PASSAGE SHOWN:
Song by D. A.
- Recorded: 1979
- Genre: Pop rock
- Length: 3:15
- Label: Rascal
- Songwriters: D. A. Lucchesi; Jim Franks;

Audio sample
- file; help;

= Ready 'n' Steady =

1979 song by D.A.

"Ready 'n' Steady" is a song by American musicians Dennis Lucchesi and Jim Franks, recorded in 1979. The song appeared on Billboard's Bubbling Under the Hot 100 chart for three weeks in June 1979, despite not being released as a record, and possibly not even receiving airplay. The song was credited to Lucchesi's first and middle initials, D. A., which he had used as his stage name as a regional performer.

For decades, the identity of D.A. was unknown. Further, no evidence of the song, nor any recording of it, could be found. This led many record collectors to consider the song a "phantom record" that possibly did not even exist. In 2016, researcher Paul Haney used copyright records to trace and find the recording, giving the song its first known public exposure.

==On the Billboard Bubbling Under chart==
The June 16, 1979, issue of Billboard listed 10 records on its Bubbling Under Hot 100 Singles chart, a chart which lists songs ranking just below entry onto the magazine's main chart, the Billboard Hot 100; the Bubbling Under rankings began with position number 101. One of these was "Ready 'n' Steady" by D.A., listed at the number 106 position (sixth among the ten Bubbling Under records). The record, listed as being released on the Rascal label, moved up to number 103 on June 23, then up to number 102 the following week before disappearing from the chart.

==Whitburn's research==
American author and music historian Joel Whitburn, whose company, Record Research Inc., specializes in researching the Billboard charts, published various books containing chart data over the years. He collected thousands of records, including all of the 45s ever to hit the Hot 100 or Bubbling Under charts—all except "Ready 'n' Steady".

In a 1995 interview, Whitburn said he had never actually seen or heard the record. He added, "We think—we think—that it's a girl's rock group from Chicago. Punk group, we think—1979. And we think that the Rascal label was out of a guy's home in Detroit." The Chicago female band DA! denied any link to the record, though Whitburn had suggested a connection. Whitburn had found a small ad for a Rascal label located in Detroit in a punk rock publication, but by then the address was a boarded-up vacant house. The entry in Billboard shows "Ready 'n' Steady" had a catalog number of 102; if there was a Rascal 101 released, it remains unknown to collectors.

In the fourth edition of Whitburn's Bubbling Under the Hot 100 book, published in 2005, the entry for "D. A." was amended with a note stating, "The existence of this record and artist is in question", and quotes a price of $150 as its value. In 2009, Whitburn published his latest Top Pop Singles book, which includes both Hot 100 and Bubbling Under singles—but D. A. was not listed at all. In an interview with the website CelebrityAccess, Whitburn noted he still had not been able to find "Ready 'n' Steady" and said, "I don't think it exists". Whitburn also thought the song's listing on the chart could have been a copyright trap by Billboard.

The 2002 16th edition of Jerry Osbourne's Official Price Guide to Records listed the record, with a value of $75–125, along with an unnamed LP on the Frontline label, dated 1985 or 1986. This is actually the album Fearful Symmetry by the Christian rock band Daniel Amos, which sometimes used the abbreviation "D.A.".

WORK REQUEST:
Restate everything from "- Recorded: 1979" down to "song by D.A." in the article on "Ready 'n' Steady", changing "Pop rock" to "Punk rock".

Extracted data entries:
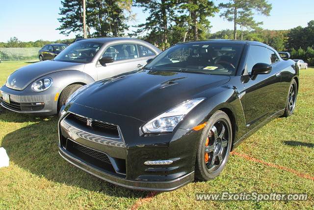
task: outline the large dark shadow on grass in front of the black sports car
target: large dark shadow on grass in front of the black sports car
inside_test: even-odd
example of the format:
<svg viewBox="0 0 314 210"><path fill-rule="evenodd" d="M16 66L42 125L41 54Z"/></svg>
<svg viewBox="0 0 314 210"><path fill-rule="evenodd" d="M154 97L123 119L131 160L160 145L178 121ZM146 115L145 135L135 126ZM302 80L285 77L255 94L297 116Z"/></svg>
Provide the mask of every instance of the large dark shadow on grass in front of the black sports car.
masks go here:
<svg viewBox="0 0 314 210"><path fill-rule="evenodd" d="M38 177L109 196L141 198L149 194L110 184L65 161L58 153L57 121L57 117L41 120L4 136L2 147L10 161Z"/></svg>

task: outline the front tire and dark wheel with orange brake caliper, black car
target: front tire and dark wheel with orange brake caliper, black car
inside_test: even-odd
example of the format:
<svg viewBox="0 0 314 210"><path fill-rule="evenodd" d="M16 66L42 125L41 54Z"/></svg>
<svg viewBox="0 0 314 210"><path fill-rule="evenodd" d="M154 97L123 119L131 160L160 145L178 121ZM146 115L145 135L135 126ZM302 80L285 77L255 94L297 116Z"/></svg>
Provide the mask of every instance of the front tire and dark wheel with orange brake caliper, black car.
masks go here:
<svg viewBox="0 0 314 210"><path fill-rule="evenodd" d="M224 132L223 127L225 128ZM195 178L213 180L219 176L228 161L231 145L231 121L226 113L218 110L209 118L199 140ZM208 152L205 152L205 149Z"/></svg>

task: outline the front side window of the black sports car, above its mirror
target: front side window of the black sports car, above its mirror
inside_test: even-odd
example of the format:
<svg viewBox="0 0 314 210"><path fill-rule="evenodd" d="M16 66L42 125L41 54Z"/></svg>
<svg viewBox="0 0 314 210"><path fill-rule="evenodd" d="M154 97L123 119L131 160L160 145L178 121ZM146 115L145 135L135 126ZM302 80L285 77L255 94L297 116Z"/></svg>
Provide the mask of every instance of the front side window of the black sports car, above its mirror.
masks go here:
<svg viewBox="0 0 314 210"><path fill-rule="evenodd" d="M251 45L246 61L248 73L251 73L252 68L256 63L271 64L270 56L267 48L258 45Z"/></svg>

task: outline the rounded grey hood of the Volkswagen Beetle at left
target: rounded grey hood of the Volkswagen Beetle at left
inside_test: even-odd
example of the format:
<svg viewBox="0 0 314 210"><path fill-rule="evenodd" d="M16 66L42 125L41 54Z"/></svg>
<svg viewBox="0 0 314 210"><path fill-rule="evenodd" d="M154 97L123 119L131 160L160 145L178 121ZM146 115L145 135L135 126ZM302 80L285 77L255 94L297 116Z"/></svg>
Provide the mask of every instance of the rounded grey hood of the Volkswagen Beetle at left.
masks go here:
<svg viewBox="0 0 314 210"><path fill-rule="evenodd" d="M30 83L42 76L62 70L83 70L84 65L84 63L78 64L53 60L36 62L13 72L5 86L13 90L24 90Z"/></svg>

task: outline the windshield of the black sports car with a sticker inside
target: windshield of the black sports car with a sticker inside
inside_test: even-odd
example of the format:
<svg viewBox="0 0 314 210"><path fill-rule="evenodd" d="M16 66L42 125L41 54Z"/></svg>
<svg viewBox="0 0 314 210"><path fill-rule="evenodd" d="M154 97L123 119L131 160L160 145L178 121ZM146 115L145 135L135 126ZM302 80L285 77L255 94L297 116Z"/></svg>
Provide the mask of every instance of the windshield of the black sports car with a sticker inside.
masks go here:
<svg viewBox="0 0 314 210"><path fill-rule="evenodd" d="M234 75L243 45L229 43L185 43L173 46L148 63L152 70L186 71Z"/></svg>

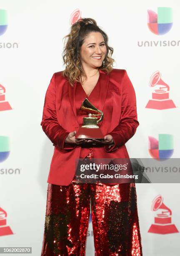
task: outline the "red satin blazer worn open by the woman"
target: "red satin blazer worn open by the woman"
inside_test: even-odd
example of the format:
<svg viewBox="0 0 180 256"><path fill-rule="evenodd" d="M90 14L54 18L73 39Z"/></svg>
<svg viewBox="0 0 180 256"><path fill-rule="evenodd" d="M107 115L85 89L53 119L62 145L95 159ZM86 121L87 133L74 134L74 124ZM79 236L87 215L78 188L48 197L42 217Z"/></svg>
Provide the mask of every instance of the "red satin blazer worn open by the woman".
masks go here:
<svg viewBox="0 0 180 256"><path fill-rule="evenodd" d="M75 175L75 159L80 158L81 146L65 143L72 131L77 131L75 90L62 72L53 74L45 95L42 129L55 146L50 164L48 183L69 185ZM135 91L128 74L123 69L113 69L110 74L100 70L100 98L98 109L104 113L100 123L102 133L111 134L115 145L94 147L94 158L129 158L125 143L135 134L137 120Z"/></svg>

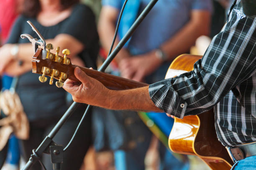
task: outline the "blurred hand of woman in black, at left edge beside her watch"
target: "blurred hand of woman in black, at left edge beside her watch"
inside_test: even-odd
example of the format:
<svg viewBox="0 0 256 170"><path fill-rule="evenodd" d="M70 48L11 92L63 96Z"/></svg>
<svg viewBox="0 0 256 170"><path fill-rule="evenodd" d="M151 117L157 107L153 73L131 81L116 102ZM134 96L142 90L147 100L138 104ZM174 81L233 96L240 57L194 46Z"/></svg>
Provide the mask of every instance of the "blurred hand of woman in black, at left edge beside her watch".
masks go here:
<svg viewBox="0 0 256 170"><path fill-rule="evenodd" d="M10 61L13 60L13 56L10 53L11 48L13 48L13 46L13 44L5 44L0 48L0 75L3 74L3 71L6 68L6 66L10 63Z"/></svg>

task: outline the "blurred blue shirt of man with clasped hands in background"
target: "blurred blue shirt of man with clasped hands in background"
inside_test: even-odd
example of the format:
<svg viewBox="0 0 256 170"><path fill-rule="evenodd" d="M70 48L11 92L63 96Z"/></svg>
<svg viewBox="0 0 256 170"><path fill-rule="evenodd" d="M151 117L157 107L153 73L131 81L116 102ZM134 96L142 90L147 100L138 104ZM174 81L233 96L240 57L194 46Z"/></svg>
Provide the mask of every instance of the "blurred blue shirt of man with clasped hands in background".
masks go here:
<svg viewBox="0 0 256 170"><path fill-rule="evenodd" d="M120 10L123 2L124 0L102 0L102 6L111 6ZM138 12L141 13L149 2L149 0L140 0ZM159 0L134 32L128 45L130 53L138 55L159 48L189 21L191 10L212 11L212 1Z"/></svg>

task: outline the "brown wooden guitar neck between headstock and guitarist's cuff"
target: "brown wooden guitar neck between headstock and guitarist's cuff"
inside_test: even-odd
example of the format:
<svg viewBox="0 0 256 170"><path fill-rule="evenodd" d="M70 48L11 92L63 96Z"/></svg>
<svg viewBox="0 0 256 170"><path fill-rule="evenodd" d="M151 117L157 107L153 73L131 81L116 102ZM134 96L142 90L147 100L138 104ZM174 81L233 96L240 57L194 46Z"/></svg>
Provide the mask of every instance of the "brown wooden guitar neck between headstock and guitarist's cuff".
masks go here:
<svg viewBox="0 0 256 170"><path fill-rule="evenodd" d="M81 66L72 65L72 70L68 75L69 79L73 81L79 81L74 76L74 68L79 67L82 71L84 71L88 76L100 81L104 86L111 90L125 90L125 89L135 89L139 87L148 86L146 83L141 83L138 81L133 81L130 79L125 79L119 76L114 76L108 73L88 69Z"/></svg>

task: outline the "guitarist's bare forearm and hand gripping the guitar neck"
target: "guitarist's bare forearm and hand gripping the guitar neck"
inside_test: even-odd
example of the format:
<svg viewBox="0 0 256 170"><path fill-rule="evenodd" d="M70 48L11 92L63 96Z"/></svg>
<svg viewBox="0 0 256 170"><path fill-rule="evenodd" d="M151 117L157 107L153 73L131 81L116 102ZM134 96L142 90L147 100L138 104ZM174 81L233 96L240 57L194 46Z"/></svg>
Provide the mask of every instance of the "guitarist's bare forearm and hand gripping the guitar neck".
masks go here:
<svg viewBox="0 0 256 170"><path fill-rule="evenodd" d="M106 109L163 112L151 101L148 86L116 91L107 89L100 81L88 76L78 67L75 68L74 75L82 84L67 79L63 88L72 94L76 102Z"/></svg>

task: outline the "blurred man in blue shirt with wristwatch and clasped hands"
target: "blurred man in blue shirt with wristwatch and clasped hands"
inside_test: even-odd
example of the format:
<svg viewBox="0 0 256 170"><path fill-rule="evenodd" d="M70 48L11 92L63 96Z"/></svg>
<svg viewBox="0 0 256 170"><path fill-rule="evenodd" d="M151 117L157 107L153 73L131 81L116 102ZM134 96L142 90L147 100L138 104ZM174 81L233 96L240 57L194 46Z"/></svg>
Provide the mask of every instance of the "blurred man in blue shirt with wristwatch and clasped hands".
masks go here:
<svg viewBox="0 0 256 170"><path fill-rule="evenodd" d="M102 0L98 31L105 51L110 49L115 24L123 2L124 0ZM132 1L129 7L129 1L127 2L125 8L129 10L123 13L118 30L119 37L115 46L147 4L148 0L138 0ZM120 75L125 78L148 84L164 79L166 71L175 57L187 53L199 36L209 35L211 10L211 0L158 1L128 43L125 44L125 48L116 56L115 62L118 69L115 70L118 70ZM131 21L129 18L133 20ZM124 20L123 23L122 20ZM124 114L122 115L124 116ZM147 143L144 147L147 148L148 145ZM132 152L138 154L131 157ZM137 147L129 152L123 151L123 153L126 157L122 163L118 163L120 166L116 167L118 170L143 169L141 163L143 163L146 150ZM183 165L173 156L170 158L170 153L167 150L161 152L160 157L161 160L164 160L164 157L169 157L169 162L164 162L161 169L188 169L187 165ZM118 160L116 154L115 159ZM129 162L133 162L132 168ZM171 162L175 162L175 164ZM136 163L137 168L134 168Z"/></svg>

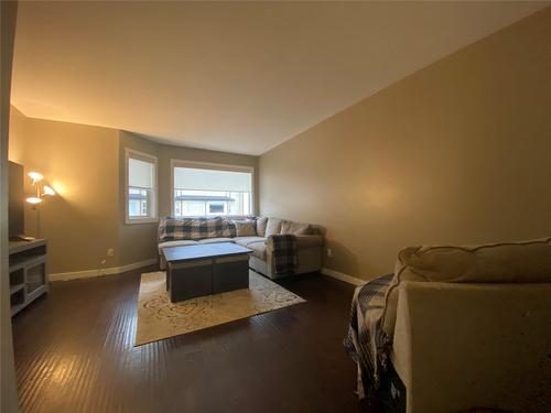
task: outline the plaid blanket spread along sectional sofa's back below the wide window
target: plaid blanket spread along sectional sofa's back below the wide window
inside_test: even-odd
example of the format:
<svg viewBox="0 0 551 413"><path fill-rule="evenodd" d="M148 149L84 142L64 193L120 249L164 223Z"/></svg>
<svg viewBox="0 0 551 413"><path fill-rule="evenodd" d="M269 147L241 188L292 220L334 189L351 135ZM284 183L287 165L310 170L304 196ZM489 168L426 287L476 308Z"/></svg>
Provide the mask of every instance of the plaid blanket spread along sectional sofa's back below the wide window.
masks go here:
<svg viewBox="0 0 551 413"><path fill-rule="evenodd" d="M163 217L159 222L159 240L199 240L205 238L235 237L236 225L223 217L173 218Z"/></svg>

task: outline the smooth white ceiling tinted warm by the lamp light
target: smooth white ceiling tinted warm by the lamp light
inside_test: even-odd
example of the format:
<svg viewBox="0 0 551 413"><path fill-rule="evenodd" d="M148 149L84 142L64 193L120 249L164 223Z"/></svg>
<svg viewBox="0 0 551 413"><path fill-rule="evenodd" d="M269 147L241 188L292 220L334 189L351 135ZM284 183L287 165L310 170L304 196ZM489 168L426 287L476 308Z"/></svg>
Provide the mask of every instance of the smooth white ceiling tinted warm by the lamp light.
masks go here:
<svg viewBox="0 0 551 413"><path fill-rule="evenodd" d="M261 154L547 2L22 2L29 117Z"/></svg>

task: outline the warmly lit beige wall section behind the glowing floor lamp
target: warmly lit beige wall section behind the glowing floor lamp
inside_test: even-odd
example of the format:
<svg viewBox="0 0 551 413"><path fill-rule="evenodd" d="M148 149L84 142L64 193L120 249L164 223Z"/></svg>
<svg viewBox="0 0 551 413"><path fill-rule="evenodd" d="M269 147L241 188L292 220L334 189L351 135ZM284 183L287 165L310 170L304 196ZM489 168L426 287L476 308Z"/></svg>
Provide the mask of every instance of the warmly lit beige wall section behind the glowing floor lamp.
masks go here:
<svg viewBox="0 0 551 413"><path fill-rule="evenodd" d="M117 267L107 249L118 244L118 131L25 118L14 107L11 119L10 161L58 193L37 209L25 205L25 232L48 241L50 272ZM34 193L29 178L25 193Z"/></svg>

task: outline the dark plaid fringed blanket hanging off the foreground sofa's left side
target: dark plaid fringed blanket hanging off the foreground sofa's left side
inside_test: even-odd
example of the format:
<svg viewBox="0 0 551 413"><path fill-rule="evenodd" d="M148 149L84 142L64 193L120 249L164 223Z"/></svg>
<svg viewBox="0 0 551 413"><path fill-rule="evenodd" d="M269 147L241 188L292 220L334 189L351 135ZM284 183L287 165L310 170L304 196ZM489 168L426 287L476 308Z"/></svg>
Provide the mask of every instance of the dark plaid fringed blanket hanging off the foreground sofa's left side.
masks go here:
<svg viewBox="0 0 551 413"><path fill-rule="evenodd" d="M375 392L381 384L381 374L388 367L391 338L383 334L381 318L385 311L385 292L392 275L371 280L354 292L350 325L344 346L358 366L360 399L375 399Z"/></svg>

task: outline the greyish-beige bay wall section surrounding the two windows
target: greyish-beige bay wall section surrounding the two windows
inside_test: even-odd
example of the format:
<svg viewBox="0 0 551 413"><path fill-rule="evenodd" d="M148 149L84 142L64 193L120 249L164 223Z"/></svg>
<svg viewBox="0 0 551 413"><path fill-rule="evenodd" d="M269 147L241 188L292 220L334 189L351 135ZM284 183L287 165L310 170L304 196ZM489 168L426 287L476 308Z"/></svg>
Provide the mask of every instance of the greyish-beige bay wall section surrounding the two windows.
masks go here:
<svg viewBox="0 0 551 413"><path fill-rule="evenodd" d="M159 216L171 214L171 160L252 166L255 169L258 166L257 156L156 143L125 131L120 132L119 142L119 196L121 199L125 199L125 149L129 148L158 157ZM257 183L255 186L258 188ZM256 202L258 205L258 196ZM120 203L119 251L121 265L156 257L156 224L126 224L125 205Z"/></svg>

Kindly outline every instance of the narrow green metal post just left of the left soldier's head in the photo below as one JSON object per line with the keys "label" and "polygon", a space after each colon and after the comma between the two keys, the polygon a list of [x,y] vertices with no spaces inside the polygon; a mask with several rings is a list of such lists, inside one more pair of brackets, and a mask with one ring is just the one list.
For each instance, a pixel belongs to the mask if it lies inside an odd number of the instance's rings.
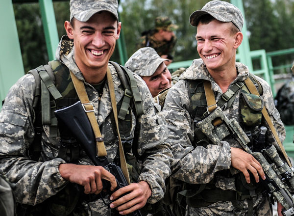
{"label": "narrow green metal post just left of the left soldier's head", "polygon": [[39,0],[49,60],[55,59],[59,38],[52,0]]}

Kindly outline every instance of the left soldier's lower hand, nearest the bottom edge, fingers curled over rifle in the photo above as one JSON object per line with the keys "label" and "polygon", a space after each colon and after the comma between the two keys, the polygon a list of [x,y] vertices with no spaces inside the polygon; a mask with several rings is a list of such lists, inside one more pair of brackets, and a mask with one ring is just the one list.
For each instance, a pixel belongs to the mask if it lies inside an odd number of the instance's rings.
{"label": "left soldier's lower hand, nearest the bottom edge, fingers curled over rifle", "polygon": [[[125,194],[127,193],[127,194]],[[122,196],[125,194],[124,196]],[[121,198],[119,198],[122,196]],[[146,205],[151,196],[151,189],[147,182],[132,183],[111,194],[110,200],[118,200],[110,204],[110,208],[116,208],[121,215],[127,215]]]}

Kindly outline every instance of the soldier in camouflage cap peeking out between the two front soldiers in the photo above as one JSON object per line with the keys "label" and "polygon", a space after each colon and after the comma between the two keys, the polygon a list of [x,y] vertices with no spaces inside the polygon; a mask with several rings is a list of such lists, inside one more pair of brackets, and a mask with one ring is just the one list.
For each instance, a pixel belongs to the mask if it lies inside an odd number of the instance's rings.
{"label": "soldier in camouflage cap peeking out between the two front soldiers", "polygon": [[171,73],[165,61],[169,59],[161,58],[153,48],[145,47],[136,51],[124,66],[139,75],[146,82],[152,97],[155,97],[172,86]]}

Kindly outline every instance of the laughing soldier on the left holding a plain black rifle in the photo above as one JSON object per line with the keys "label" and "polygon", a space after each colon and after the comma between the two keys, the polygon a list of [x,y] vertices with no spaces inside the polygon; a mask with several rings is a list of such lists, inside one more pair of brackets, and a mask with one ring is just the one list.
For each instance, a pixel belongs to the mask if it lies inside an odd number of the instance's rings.
{"label": "laughing soldier on the left holding a plain black rifle", "polygon": [[[117,9],[117,0],[71,0],[71,21],[65,21],[67,35],[61,38],[57,60],[49,62],[49,66],[54,69],[57,88],[67,82],[66,86],[61,86],[65,87],[61,92],[64,103],[70,103],[72,99],[64,95],[73,94],[73,99],[77,98],[71,87],[69,70],[73,78],[83,83],[102,134],[97,139],[104,141],[108,161],[120,164],[117,133],[111,120],[114,111],[110,102],[110,83],[113,82],[117,102],[125,93],[121,89],[123,81],[118,76],[118,69],[109,62],[121,32]],[[53,67],[53,64],[58,66]],[[102,166],[94,166],[78,145],[70,148],[61,145],[59,134],[54,135],[57,131],[53,130],[53,120],[51,125],[43,122],[41,127],[42,142],[37,145],[41,149],[40,157],[37,161],[30,158],[30,151],[35,152],[31,147],[39,129],[34,127],[34,122],[41,118],[33,108],[38,83],[32,74],[27,74],[11,87],[0,112],[0,172],[15,184],[16,201],[22,207],[19,215],[110,216],[114,209],[127,215],[163,197],[165,178],[171,173],[171,146],[164,141],[167,134],[162,127],[163,119],[157,113],[158,108],[152,102],[146,83],[139,76],[132,76],[132,84],[135,84],[132,86],[138,90],[138,106],[143,110],[140,114],[126,110],[130,121],[124,121],[128,125],[122,125],[122,129],[128,129],[130,137],[126,137],[123,147],[127,158],[136,156],[134,161],[141,160],[142,168],[133,183],[110,193],[111,203],[96,194],[102,190],[102,179],[110,182],[113,191],[117,186],[115,177]],[[44,101],[41,102],[43,110]],[[61,102],[51,101],[54,104],[51,108],[65,106]],[[131,144],[134,134],[137,143],[127,145]],[[134,166],[128,168],[131,170]],[[76,188],[82,188],[82,191]]]}

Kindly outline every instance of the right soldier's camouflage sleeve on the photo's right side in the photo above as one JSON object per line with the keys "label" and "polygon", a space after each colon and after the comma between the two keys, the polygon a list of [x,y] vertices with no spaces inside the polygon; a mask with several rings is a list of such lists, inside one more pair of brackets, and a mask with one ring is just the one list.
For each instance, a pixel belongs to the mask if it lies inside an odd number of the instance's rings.
{"label": "right soldier's camouflage sleeve on the photo's right side", "polygon": [[[278,112],[278,110],[274,106],[274,101],[273,101],[270,86],[266,81],[262,80],[261,78],[259,78],[257,76],[255,76],[255,78],[262,85],[262,88],[263,88],[262,98],[264,100],[264,106],[266,107],[266,109],[270,115],[270,119],[273,123],[273,126],[274,126],[281,142],[283,143],[284,139],[286,138],[286,131],[284,128],[284,124],[281,121],[280,113]],[[269,129],[270,127],[268,126],[267,128]],[[275,140],[274,136],[272,135],[272,133],[270,132],[270,130],[267,131],[267,137],[268,137],[268,142],[270,144],[273,144],[277,149],[280,149],[278,143],[276,142],[276,140]]]}

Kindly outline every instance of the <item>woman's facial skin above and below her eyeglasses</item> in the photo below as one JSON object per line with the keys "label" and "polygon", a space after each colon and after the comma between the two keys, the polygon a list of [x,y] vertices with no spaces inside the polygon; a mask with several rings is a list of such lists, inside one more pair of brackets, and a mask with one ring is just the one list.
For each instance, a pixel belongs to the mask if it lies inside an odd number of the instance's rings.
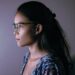
{"label": "woman's facial skin above and below her eyeglasses", "polygon": [[[14,23],[18,24],[18,23],[30,23],[30,21],[28,20],[27,17],[24,17],[23,15],[17,13],[14,19]],[[30,25],[24,25],[23,27],[21,27],[18,31],[14,32],[16,41],[17,41],[17,45],[20,47],[24,47],[26,45],[29,45],[30,43],[32,43],[31,37],[30,37]]]}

SOLUTION FOR THIS PROBLEM:
- Recorded: 1979
- Genre: Punk rock
- Length: 3:15
- Label: Rascal
- Songwriters: D. A. Lucchesi; Jim Franks;

Audio sample
- file; help;

= Ready 'n' Steady =

1979 song by D.A.